- **What you have to do**:
Count the lines in the material below that contain the string "wooden". Reply with the number alone.

(Entries for labeling object positions)
- - -

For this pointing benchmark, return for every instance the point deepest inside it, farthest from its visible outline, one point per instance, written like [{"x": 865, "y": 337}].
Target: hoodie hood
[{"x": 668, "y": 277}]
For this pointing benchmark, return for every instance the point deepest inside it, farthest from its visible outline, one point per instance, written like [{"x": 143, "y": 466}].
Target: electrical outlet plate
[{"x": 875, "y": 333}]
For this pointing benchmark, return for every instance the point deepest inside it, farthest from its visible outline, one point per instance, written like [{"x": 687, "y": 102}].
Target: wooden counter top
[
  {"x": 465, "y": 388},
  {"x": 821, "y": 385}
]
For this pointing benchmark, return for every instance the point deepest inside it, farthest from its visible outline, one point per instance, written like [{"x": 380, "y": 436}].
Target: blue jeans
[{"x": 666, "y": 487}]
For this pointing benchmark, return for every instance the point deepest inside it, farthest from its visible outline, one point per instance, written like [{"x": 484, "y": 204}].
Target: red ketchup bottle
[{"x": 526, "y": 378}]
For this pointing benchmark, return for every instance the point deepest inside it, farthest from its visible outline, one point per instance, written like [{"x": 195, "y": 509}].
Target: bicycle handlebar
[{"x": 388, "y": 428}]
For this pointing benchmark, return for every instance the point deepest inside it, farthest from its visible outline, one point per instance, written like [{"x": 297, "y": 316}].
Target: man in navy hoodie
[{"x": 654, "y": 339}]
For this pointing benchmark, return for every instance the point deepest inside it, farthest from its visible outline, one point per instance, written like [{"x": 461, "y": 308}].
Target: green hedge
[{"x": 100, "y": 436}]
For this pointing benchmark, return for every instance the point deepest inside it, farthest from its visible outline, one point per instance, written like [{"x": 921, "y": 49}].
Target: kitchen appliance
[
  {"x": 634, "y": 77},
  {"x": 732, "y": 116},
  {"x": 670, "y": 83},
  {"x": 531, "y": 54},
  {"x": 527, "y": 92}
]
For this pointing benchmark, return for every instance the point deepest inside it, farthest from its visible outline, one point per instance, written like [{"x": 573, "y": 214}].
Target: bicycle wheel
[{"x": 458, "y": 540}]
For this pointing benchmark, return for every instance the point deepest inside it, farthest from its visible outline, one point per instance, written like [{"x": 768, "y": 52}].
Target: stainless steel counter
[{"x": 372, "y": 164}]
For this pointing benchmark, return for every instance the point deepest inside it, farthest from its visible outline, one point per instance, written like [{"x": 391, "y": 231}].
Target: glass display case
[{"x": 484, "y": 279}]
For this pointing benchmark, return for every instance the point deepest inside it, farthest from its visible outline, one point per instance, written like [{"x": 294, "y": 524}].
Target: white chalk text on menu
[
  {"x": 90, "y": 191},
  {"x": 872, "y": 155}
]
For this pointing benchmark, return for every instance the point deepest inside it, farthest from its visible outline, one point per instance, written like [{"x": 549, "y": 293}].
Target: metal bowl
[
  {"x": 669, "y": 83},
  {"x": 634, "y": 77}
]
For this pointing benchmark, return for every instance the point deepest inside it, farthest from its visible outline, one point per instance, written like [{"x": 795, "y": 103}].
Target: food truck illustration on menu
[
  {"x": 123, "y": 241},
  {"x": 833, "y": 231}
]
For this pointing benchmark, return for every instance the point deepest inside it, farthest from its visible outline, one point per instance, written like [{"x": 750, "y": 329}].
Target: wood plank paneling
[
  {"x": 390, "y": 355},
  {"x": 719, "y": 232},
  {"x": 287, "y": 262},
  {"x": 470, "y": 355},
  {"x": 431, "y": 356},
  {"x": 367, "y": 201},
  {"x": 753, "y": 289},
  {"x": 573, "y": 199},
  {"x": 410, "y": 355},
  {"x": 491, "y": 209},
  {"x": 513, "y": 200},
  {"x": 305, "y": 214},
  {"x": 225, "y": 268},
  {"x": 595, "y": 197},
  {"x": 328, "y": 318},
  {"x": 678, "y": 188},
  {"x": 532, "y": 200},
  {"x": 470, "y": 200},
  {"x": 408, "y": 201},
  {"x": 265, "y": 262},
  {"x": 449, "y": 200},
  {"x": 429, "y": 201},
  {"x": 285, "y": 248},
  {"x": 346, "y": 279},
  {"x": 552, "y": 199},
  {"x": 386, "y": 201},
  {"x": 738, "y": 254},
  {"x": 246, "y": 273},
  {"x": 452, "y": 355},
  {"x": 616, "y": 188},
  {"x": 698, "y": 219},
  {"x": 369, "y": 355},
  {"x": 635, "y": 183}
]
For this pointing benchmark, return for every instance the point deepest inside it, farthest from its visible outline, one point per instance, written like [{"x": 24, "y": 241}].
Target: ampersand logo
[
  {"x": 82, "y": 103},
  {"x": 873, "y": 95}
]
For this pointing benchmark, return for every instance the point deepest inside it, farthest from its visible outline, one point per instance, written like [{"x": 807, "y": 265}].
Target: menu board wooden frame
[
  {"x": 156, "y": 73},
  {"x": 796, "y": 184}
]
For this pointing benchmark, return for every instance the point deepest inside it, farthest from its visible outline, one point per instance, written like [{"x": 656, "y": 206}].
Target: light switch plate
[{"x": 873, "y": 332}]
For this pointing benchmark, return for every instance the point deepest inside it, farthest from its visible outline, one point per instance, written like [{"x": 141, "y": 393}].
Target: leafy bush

- - -

- **Response**:
2